= DIRECTIONS FOR THIS TASK =
Within the listing, each line that has the string "cloud" should be copied.

= TASK DATA =
####
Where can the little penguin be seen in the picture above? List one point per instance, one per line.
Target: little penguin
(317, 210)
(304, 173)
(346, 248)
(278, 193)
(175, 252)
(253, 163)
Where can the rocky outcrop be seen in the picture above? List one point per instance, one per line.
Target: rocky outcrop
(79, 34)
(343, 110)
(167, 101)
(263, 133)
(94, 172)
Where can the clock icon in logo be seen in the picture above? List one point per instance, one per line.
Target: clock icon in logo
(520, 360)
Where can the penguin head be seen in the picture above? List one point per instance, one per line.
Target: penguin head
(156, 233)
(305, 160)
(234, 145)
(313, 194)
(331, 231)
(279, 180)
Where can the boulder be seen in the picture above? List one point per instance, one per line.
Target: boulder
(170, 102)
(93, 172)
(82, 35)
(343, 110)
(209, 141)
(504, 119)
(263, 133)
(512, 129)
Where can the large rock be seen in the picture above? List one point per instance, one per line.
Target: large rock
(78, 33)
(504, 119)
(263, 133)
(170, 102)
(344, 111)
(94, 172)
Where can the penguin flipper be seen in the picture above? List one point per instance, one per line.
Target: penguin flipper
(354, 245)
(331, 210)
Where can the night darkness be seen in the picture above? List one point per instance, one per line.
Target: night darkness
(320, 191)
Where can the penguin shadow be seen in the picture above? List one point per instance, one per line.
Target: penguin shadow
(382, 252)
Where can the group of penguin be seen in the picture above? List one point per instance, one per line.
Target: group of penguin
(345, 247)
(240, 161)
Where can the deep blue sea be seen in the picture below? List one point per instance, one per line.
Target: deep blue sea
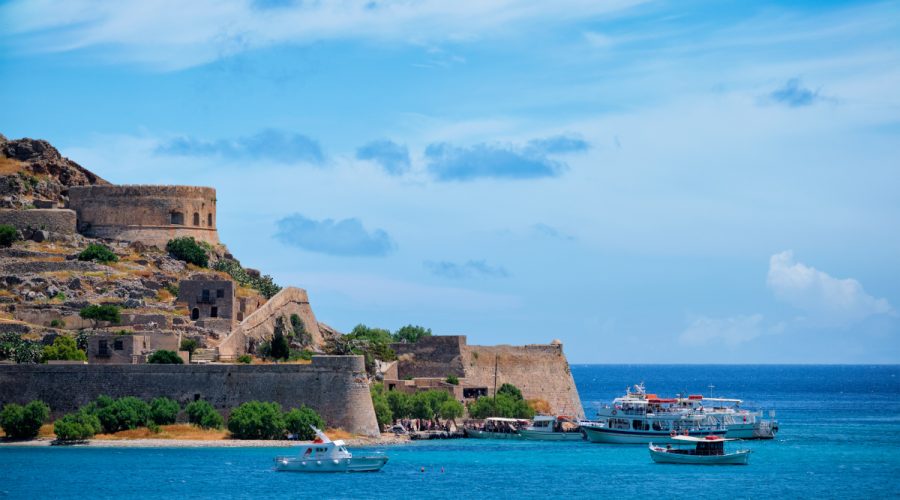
(839, 438)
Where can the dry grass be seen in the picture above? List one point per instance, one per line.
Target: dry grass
(10, 166)
(175, 431)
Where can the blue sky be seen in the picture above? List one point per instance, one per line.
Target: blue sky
(649, 181)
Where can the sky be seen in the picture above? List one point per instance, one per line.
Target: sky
(647, 181)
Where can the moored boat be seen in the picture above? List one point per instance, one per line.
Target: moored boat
(325, 455)
(708, 450)
(552, 428)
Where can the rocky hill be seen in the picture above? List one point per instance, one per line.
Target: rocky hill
(32, 171)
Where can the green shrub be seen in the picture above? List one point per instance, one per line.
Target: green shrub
(63, 348)
(123, 414)
(23, 422)
(164, 357)
(188, 250)
(97, 313)
(257, 420)
(297, 422)
(164, 411)
(98, 253)
(8, 235)
(411, 334)
(264, 284)
(202, 414)
(77, 426)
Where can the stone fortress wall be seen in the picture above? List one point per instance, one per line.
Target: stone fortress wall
(335, 386)
(45, 219)
(150, 214)
(541, 371)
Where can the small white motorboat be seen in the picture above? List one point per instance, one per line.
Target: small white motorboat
(325, 455)
(550, 428)
(709, 450)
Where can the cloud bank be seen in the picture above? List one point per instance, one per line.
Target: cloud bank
####
= ANSWER TO THIS TASK =
Where can the cloud bank be seen in the picture above? List one point per instance, one per line.
Target: cloud bank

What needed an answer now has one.